◆ **QUOTED PASSAGE**:
--- START ---

National Institute of DesignIN

Empowering, Engaging

Concept / Student


Debanshu Bhaumik, Tania Jain


Out of the 39 million blind people around the world, only 10% know how to read/write in braille. Even those who know braille cannot understand shapes of many objects around them. Through Fittle, we are trying to make visually challenged children learn braille letters, spellings of words, and shapes/forms of the objects that these words represent—all at the same time, engaging them through a puzzle.

The word “fish” is constructed by joining together 4 puzzle blocks that have braille letters F-I-S-H embossed on them. The blind child fits together the blocks by feeling and matching the right shapes. A line engraved at its bottom ensures that the letters are aligned. The kid is able to read the word “fish”. Next, the kid feels around the contours of the entire bloc, to understand what the form of a fish is.

The playful interaction involved in putting together word blocks helps get blind kids interested in learning braille at a young age. At the same time, feeling around the entire puzzle bock helps the kids understand the shape of the object. This empowers them to visualize what the object might look like, and hence enables them to perceive the world better.


People with low or no vision perceive the world through sense of touch, sound, and smell. We interacted with visually challenged people to understand how they perceive form, and tried to build upon their experience. According to studies, early or congenitally blind individuals have stronger cross modal connections the earlier they begin learning braille. An earlier start allows for stronger connections to form, as blind children have to grow up using their sense of touch to read, instead of using their sight. Immersing visually challenged kids through playful interaction, Fittle makes current academic learning multi-sensorial and cross-modal, and hence, much more effective than existing methods.

--- END ---

◆ **THINGS TO DO**:
a - Answer these from the passage on Fittle:
(i) What share of the world's blind people know how to read or write in braille?
(ii) How many puzzle blocks are joined to construct the word "fish"?
(iii) What ensures that the letters on the blocks are aligned?
b - Please set down the part of the passage on Fittle that opens with the words containing "Empowering, Engaging" and closes with "of a fish is.".
c - Summarize the passage on Fittle in two sentences.
None of the rows are needed here.

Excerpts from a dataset
--- START ---

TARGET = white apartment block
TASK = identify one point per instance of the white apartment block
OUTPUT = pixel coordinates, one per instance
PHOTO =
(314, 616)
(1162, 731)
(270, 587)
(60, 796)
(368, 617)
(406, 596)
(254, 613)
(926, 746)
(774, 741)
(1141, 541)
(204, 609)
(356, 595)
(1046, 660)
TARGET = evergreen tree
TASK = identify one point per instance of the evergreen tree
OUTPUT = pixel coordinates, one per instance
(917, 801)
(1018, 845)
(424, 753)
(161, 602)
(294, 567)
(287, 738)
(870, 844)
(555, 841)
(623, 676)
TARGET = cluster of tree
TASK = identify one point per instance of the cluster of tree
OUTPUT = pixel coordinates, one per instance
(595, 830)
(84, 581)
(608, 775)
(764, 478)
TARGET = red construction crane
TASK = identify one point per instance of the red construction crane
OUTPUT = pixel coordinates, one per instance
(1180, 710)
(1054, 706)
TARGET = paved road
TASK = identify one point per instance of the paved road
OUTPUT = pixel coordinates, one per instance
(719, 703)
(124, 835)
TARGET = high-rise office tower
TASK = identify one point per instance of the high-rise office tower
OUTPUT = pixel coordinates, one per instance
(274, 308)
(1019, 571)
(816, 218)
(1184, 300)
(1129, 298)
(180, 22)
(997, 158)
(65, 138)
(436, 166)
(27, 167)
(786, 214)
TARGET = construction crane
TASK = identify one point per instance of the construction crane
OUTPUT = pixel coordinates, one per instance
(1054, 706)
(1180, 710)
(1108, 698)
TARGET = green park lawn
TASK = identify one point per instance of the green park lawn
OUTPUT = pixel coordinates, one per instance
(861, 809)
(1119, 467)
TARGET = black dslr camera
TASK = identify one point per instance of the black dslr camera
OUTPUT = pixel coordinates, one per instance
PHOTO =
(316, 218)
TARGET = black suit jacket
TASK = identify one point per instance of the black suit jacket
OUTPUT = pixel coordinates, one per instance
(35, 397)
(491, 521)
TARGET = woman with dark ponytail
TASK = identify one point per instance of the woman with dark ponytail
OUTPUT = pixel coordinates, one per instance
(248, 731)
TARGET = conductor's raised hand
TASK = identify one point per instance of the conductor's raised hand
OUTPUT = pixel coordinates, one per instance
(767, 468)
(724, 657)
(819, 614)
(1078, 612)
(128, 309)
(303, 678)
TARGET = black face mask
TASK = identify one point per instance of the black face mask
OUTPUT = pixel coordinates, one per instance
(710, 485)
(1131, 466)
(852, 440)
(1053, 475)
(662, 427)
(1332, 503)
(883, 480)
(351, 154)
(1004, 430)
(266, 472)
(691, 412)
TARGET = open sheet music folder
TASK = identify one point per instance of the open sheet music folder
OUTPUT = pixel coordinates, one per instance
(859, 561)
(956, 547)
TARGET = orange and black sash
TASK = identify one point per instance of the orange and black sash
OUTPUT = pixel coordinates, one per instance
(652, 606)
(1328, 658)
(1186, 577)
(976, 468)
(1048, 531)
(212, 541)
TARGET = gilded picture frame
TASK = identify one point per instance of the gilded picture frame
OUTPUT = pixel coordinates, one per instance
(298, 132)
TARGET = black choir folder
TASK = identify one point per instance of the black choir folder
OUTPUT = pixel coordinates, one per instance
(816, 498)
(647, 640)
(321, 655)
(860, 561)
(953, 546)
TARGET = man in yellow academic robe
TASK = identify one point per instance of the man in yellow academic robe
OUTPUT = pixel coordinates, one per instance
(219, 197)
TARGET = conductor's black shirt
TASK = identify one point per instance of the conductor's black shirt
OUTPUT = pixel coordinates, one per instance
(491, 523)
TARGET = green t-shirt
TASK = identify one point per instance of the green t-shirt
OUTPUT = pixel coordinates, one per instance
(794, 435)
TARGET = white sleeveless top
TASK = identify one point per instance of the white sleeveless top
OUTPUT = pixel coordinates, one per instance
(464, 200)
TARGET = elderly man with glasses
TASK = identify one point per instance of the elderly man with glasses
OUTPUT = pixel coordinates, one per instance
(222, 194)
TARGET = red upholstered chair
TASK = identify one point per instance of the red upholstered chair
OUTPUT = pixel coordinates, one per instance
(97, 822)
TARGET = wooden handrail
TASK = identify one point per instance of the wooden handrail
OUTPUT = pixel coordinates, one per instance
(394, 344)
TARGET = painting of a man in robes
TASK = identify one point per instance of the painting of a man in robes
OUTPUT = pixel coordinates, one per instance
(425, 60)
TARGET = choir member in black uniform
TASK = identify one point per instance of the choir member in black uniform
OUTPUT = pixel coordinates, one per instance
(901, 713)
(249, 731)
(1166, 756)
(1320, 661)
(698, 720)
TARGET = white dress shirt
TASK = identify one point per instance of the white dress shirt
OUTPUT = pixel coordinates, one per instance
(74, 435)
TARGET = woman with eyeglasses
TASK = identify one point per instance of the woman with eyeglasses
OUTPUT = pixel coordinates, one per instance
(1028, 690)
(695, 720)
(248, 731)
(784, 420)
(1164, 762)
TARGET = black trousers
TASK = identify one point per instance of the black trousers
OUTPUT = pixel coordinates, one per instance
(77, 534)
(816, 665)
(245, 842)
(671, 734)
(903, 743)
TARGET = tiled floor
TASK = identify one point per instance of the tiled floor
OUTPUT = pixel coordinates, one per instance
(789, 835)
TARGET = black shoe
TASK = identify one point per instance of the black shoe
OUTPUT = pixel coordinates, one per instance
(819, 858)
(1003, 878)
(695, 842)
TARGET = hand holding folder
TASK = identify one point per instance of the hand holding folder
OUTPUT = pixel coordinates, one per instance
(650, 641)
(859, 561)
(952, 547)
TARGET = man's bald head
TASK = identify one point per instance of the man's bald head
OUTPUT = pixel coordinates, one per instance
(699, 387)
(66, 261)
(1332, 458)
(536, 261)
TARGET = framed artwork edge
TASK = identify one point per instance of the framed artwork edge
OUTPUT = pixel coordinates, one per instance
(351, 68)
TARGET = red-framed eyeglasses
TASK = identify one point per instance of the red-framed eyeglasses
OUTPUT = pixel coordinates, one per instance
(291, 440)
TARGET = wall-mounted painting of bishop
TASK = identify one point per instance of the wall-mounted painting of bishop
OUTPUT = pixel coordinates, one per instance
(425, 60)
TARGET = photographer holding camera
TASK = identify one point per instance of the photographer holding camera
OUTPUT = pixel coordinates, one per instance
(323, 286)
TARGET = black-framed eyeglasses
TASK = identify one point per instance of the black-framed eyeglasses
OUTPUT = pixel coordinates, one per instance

--- END ---

◆ **ANSWER LIST**:
a -
(i) 10%
(ii) 4
(iii) A line engraved at the bottom

b -
Empowering, Engaging

Concept / Student


Debanshu Bhaumik, Tania Jain


Out of the 39 million blind people around the world, only 10% know how to read/write in braille. Even those who know braille cannot understand shapes of many objects around them. Through Fittle, we are trying to make visually challenged children learn braille letters, spellings of words, and shapes/forms of the objects that these words represent—all at the same time, engaging them through a puzzle.

The word “fish” is constructed by joining together 4 puzzle blocks that have braille letters F-I-S-H embossed on them. The blind child fits together the blocks by feeling and matching the right shapes. A line engraved at its bottom ensures that the letters are aligned. The kid is able to read the word “fish”. Next, the kid feels around the contours of the entire bloc, to understand what the form of a fish is.

c - Fittle is a puzzle that helps visually challenged children learn braille letters, word spellings, and the shapes of the objects those words represent. Children fit together blocks embossed with braille letters, read the word, and then feel the contours of the whole block to understand the object's form, which makes learning multi-sensorial and cross-modal.